§ REQUIRED TASK
State how many of the lines below contain the word "cliff", matching case exactly, and give only that number.

* * * *

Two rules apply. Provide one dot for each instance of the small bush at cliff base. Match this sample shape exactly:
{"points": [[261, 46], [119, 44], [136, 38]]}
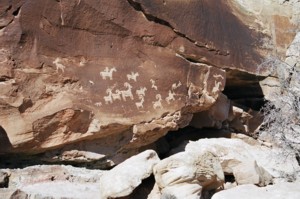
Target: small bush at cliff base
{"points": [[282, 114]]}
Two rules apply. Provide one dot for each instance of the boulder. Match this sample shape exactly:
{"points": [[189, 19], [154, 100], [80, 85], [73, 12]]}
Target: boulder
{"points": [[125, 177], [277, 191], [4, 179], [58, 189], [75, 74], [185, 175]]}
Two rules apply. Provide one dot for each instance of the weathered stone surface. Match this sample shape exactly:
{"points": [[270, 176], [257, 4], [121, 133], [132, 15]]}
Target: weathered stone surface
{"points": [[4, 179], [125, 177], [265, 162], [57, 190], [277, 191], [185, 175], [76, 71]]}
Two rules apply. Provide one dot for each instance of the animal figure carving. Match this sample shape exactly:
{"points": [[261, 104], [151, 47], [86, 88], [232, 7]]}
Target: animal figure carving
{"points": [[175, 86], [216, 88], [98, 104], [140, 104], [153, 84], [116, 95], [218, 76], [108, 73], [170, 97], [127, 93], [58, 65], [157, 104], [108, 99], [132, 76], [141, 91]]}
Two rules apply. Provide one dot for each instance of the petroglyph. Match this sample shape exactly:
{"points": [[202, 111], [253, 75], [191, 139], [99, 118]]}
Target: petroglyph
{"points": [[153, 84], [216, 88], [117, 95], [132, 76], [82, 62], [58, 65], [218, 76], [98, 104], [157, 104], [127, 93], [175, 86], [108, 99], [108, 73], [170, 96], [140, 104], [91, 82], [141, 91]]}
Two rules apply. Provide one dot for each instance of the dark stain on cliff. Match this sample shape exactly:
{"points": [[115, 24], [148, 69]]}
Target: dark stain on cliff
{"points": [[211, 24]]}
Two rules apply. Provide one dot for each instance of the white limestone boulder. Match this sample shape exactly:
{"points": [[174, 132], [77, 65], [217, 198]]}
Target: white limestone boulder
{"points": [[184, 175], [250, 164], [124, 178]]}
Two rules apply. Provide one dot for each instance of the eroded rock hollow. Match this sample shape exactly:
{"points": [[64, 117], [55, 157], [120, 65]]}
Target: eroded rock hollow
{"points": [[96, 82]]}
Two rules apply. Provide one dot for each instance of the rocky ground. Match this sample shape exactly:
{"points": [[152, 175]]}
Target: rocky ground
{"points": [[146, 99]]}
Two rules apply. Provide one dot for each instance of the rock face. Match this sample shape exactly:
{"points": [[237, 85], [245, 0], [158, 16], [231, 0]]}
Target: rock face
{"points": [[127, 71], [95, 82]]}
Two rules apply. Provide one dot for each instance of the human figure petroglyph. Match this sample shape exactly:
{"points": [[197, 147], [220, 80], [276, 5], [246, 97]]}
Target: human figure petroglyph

* * * *

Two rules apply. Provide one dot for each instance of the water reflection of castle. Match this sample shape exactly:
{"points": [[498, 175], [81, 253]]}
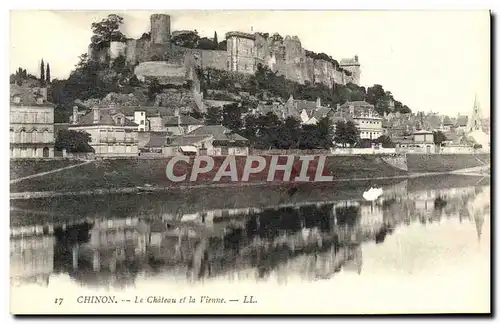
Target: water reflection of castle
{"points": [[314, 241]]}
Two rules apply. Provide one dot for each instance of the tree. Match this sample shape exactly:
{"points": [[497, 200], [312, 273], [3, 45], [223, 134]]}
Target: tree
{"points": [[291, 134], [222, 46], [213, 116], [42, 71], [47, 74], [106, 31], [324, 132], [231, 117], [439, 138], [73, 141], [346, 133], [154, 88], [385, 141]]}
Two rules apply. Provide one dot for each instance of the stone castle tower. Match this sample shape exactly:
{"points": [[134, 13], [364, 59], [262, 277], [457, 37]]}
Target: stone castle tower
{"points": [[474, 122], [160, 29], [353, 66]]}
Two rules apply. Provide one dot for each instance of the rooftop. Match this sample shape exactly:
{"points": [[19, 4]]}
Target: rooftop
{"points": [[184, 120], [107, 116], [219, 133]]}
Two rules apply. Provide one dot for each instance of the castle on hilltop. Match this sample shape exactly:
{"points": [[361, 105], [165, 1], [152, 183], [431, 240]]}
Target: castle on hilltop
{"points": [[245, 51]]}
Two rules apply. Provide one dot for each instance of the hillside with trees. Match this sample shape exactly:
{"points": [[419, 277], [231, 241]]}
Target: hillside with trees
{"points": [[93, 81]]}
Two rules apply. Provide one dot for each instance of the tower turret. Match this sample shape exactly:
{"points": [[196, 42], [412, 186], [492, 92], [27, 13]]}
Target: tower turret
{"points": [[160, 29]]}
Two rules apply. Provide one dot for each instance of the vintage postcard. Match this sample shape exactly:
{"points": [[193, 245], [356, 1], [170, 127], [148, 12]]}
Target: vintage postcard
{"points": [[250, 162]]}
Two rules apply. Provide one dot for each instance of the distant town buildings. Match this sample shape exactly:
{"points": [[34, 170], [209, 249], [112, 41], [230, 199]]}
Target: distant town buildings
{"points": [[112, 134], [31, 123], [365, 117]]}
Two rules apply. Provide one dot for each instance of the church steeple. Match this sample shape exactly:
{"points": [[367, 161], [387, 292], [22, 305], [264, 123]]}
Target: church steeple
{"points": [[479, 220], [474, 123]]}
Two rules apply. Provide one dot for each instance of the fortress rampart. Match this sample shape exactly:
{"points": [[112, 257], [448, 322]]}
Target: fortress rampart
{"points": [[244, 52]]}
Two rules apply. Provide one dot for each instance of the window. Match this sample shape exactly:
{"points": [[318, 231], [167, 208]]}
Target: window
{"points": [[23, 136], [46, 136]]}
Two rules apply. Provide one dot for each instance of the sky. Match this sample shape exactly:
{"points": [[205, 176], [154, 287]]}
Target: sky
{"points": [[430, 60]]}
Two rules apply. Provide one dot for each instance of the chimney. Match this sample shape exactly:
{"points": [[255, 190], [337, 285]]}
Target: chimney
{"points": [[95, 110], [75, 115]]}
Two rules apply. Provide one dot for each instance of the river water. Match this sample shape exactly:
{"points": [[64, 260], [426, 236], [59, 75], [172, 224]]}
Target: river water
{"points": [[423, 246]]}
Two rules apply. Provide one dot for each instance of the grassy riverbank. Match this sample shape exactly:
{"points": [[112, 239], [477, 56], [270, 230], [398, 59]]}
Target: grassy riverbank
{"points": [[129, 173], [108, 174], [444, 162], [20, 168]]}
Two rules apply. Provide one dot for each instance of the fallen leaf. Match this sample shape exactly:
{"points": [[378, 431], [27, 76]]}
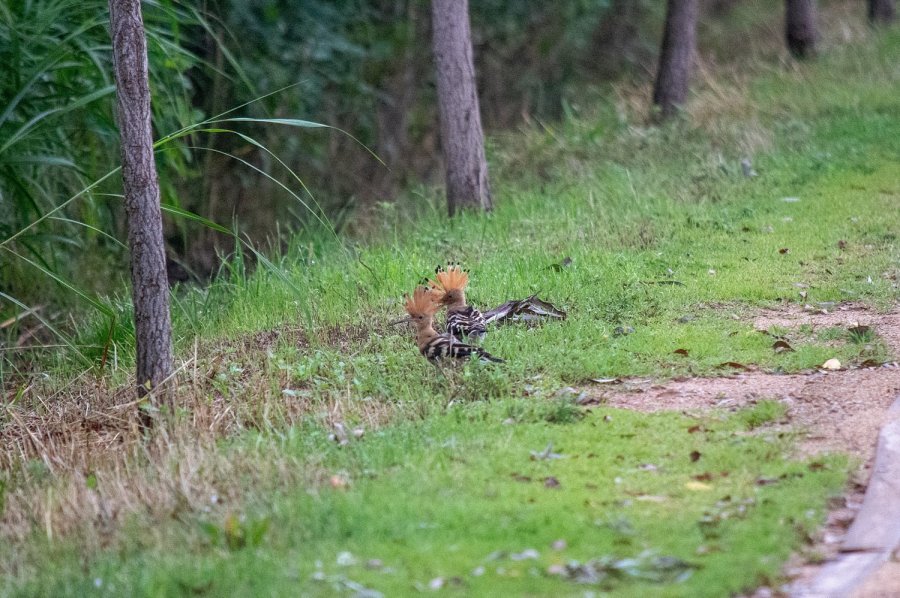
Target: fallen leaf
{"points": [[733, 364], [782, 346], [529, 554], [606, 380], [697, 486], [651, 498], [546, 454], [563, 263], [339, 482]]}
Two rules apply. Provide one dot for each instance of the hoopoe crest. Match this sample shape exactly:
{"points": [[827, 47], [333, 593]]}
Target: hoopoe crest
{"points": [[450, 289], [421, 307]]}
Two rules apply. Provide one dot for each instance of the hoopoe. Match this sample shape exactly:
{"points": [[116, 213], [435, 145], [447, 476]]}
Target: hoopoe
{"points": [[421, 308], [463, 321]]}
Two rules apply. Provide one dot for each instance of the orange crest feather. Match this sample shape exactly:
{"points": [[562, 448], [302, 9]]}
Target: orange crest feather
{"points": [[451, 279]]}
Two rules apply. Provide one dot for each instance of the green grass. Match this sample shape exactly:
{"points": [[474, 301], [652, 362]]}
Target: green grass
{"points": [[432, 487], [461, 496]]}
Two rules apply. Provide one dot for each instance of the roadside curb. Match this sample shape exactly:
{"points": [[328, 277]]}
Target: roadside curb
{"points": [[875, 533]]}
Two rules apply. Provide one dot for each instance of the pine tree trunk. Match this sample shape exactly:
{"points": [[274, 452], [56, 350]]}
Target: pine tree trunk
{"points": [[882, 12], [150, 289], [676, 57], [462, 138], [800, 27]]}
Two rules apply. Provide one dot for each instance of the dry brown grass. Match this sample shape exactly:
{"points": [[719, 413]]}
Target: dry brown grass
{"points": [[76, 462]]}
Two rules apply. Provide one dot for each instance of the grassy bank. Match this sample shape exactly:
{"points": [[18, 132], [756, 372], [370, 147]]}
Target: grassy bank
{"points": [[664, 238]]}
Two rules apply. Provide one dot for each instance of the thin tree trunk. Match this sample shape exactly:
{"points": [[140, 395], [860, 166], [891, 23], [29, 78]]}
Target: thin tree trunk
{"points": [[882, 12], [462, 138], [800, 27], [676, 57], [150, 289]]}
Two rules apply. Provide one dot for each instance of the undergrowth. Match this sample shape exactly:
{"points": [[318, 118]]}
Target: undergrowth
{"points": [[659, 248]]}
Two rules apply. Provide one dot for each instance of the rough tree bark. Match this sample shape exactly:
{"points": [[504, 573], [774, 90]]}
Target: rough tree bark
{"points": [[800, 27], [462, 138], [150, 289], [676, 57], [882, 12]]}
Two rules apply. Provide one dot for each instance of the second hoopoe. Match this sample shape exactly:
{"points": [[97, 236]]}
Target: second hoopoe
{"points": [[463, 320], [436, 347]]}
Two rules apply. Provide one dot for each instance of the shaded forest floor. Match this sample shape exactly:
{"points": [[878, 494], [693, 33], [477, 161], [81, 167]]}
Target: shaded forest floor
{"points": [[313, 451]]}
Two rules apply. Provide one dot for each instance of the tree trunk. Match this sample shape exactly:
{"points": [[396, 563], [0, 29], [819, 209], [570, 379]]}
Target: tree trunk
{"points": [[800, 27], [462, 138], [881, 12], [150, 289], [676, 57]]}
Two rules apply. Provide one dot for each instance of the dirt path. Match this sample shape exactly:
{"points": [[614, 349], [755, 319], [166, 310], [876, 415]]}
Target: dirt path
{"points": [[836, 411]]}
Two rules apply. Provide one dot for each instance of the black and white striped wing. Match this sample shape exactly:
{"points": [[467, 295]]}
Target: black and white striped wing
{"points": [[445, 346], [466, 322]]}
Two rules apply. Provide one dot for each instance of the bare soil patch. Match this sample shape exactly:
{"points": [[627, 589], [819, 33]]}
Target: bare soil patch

* * * *

§ EXERCISE OUTPUT
4